Try it:
Restate the following data in its entirety, word for word and without images.

Supplied entries:
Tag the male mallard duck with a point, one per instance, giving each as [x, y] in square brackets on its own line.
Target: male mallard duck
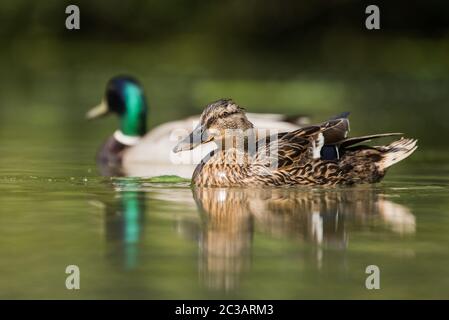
[133, 151]
[315, 155]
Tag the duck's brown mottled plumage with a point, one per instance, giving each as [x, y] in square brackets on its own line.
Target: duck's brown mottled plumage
[294, 158]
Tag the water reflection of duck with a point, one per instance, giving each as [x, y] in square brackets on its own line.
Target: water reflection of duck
[320, 217]
[124, 221]
[133, 151]
[321, 154]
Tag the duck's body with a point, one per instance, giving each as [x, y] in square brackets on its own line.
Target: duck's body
[132, 151]
[315, 155]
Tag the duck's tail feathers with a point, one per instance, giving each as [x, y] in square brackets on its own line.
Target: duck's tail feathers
[396, 151]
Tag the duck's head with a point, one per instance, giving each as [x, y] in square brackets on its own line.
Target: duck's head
[124, 96]
[217, 118]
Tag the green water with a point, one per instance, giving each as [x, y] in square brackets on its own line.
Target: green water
[137, 238]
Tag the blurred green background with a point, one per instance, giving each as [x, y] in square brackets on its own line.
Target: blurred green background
[313, 57]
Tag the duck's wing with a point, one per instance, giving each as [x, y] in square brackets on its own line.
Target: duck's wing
[303, 145]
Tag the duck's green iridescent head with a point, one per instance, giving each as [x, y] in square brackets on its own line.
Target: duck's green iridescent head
[125, 97]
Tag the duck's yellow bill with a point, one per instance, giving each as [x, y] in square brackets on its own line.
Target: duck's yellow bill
[98, 111]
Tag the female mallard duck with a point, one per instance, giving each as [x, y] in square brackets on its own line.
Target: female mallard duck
[133, 151]
[315, 155]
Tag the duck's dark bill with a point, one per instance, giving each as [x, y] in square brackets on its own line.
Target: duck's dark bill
[199, 135]
[97, 111]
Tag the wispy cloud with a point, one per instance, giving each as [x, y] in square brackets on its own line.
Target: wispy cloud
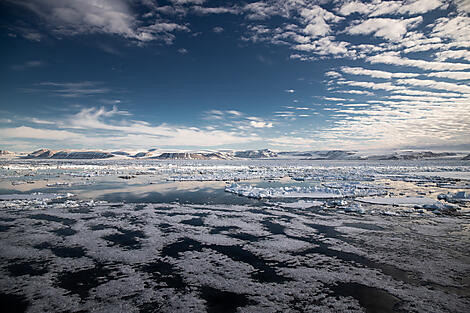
[28, 65]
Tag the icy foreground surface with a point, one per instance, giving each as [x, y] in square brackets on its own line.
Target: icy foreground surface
[182, 258]
[395, 238]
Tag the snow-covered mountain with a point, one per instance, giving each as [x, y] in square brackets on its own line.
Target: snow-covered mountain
[412, 155]
[190, 156]
[256, 154]
[246, 154]
[50, 154]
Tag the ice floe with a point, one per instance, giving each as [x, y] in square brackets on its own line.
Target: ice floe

Exercise output:
Tag the male mallard duck with a point, one per instance, giving each as [x, y] in square brackets on its own line.
Target: male mallard duck
[133, 151]
[315, 155]
Tag the duck's brown mottled plumage with a point, one per instance, giving each as [x, y] in square brackets on its own line.
Target: duck's brown mottled plumage
[294, 158]
Tag the water reflection of duck with a point, one per instance, giving each as [x, y] in square brackets on its own line.
Target: water reflection of duck
[320, 217]
[124, 221]
[133, 151]
[321, 154]
Tag the duck's body with a point, one per instance, giving each as [x, y] in square brackets on its own line.
Target: duck's body
[132, 151]
[315, 155]
Tag the duck's tail feathers with a point, one per instance, giving each as [x, y] in square brackets on its own line.
Target: duck's tail feathers
[396, 151]
Tag the duck's head with a point, one per instance, giving each as [x, y] in square brackets on its own line.
Target: duck's head
[124, 96]
[217, 118]
Tag the green water with a point, one per instance, giving each as [x, y] in square brackets on its own line.
Target: green water
[137, 238]
Tag the blurred green background with a point, one per instance, giving each as [x, y] in square brackets on its own line.
Target: blurred green background
[313, 57]
Tag the duck's wing with a point, one per instance, giving each as [x, y] in square brackets on its own line.
Target: duck's wing
[303, 145]
Tag the duck's green iridescent head with a point, one per instance, giving each as [x, y] in square brackets on its own line.
Target: duck's green iridescent head
[125, 97]
Tag the duck's yellow bill with a point, one per instance, giving each as [x, y] in square brackets on its own line.
Target: duck's yellow bill
[98, 111]
Tag the female mallard duck with a point, one per instance, giving each as [x, y] in square brackets on its own line.
Target: female mallard duck
[133, 151]
[315, 155]
Tag the duck's dark bill with a point, one per instance, giving each as [x, y] in square brackets on its own line.
Target: duck's dark bill
[199, 135]
[97, 111]
Tag the wispy cloud with a point, one per instance, giving each as [x, y] in square brackets on its own line.
Target: wispy cloud
[28, 65]
Tag the icy foreground surface with a point, one per instance, giving each as [x, y] in square brackets on its own line.
Target: icy foreground surface
[182, 258]
[395, 238]
Tag the snow-covered mountain with a point, one per instance, giving each as [x, y] in square brackets on its own line.
Target: snow-covered mountain
[412, 155]
[190, 156]
[256, 154]
[246, 154]
[50, 154]
Tag the ice floe with a point, one per instance, giving each as [x, y] in square brackets on its own line.
Target: ice floe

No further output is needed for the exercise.